**WHAT IS REQUIRED**
What is needed is an exact copy of all the entries below.
Content starts
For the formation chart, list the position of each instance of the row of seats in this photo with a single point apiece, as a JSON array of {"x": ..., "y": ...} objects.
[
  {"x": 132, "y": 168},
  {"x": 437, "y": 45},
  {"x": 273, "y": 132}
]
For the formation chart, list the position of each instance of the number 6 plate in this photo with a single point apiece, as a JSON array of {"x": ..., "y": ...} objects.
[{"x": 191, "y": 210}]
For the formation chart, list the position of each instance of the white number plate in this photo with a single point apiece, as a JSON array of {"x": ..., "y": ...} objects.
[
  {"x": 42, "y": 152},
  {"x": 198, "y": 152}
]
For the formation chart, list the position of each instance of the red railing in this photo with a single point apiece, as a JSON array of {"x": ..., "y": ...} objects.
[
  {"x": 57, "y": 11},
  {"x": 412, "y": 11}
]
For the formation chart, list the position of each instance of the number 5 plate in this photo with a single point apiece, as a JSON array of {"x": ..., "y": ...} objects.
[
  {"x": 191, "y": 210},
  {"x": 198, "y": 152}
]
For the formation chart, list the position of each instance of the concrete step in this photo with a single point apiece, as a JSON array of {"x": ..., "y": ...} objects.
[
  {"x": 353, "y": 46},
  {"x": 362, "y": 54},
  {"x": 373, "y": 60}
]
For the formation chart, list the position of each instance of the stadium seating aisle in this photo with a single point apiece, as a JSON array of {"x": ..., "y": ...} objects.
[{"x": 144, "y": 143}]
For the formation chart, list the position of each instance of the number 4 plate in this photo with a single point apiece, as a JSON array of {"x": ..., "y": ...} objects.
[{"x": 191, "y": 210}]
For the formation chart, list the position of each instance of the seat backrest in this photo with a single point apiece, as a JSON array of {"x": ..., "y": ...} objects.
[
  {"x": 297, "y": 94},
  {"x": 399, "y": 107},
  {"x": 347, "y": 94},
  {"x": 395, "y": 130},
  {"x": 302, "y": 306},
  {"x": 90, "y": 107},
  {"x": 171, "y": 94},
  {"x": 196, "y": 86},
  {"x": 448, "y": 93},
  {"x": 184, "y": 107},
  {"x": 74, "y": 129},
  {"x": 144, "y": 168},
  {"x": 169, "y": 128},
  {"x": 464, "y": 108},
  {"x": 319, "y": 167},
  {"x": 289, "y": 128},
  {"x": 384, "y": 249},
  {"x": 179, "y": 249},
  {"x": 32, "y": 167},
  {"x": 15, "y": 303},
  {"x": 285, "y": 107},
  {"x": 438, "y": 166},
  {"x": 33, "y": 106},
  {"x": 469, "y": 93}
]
Content ends
**ANSWER BOX**
For the formation chart, list the position of each instance of the row of seats in this photo with a single point apiece, as a JSON array of {"x": ..., "y": ...} objects.
[
  {"x": 132, "y": 168},
  {"x": 437, "y": 45},
  {"x": 273, "y": 132}
]
For the formation chart, list the position of each instance of the number 6 plate in this photo with a single point apiece, as a JSON array of {"x": ..., "y": ...} objects.
[{"x": 191, "y": 210}]
For the formation chart, list the position of each instance of the white number plate in this photo with a single point apiece, as a JSON array of {"x": ..., "y": ...} objects.
[
  {"x": 42, "y": 152},
  {"x": 198, "y": 152}
]
For the formation chart, list the position of each instance of the red railing in this photo with a single point apiece, as a JSON array of {"x": ..., "y": ...} objects.
[
  {"x": 57, "y": 11},
  {"x": 412, "y": 11}
]
For the formation chart, list the position of each instance of the number 5 plate in this photo with a single point apiece, as a JSON array of {"x": ..., "y": ...} objects.
[
  {"x": 191, "y": 210},
  {"x": 198, "y": 152}
]
For the formation chart, list the position of each instance of the concrete step in this photo with a single point apiece, as a JSON array of {"x": ..., "y": ...} objects.
[
  {"x": 353, "y": 46},
  {"x": 362, "y": 54},
  {"x": 373, "y": 60}
]
For the formation chart, list the position of each instance of the stadium seating aisle in this photo with a single point apiece, as a JSON array of {"x": ..., "y": ...} objects.
[{"x": 144, "y": 143}]
For the formation chart, list the position of each instance of the number 4 plate in this photo with a single point apiece, as a JSON array of {"x": ..., "y": ...} objects.
[{"x": 191, "y": 210}]
For the formation chart, list the position of each instance of the seat backrest in this photo with a single point apiece, as a JSON array of {"x": ..., "y": ...} objects.
[
  {"x": 297, "y": 94},
  {"x": 399, "y": 107},
  {"x": 347, "y": 94},
  {"x": 395, "y": 130},
  {"x": 302, "y": 306},
  {"x": 90, "y": 107},
  {"x": 171, "y": 94},
  {"x": 196, "y": 86},
  {"x": 448, "y": 93},
  {"x": 184, "y": 107},
  {"x": 74, "y": 129},
  {"x": 144, "y": 168},
  {"x": 169, "y": 128},
  {"x": 464, "y": 108},
  {"x": 319, "y": 167},
  {"x": 289, "y": 128},
  {"x": 384, "y": 249},
  {"x": 179, "y": 249},
  {"x": 32, "y": 167},
  {"x": 15, "y": 303},
  {"x": 285, "y": 107},
  {"x": 438, "y": 166},
  {"x": 33, "y": 106},
  {"x": 469, "y": 93}
]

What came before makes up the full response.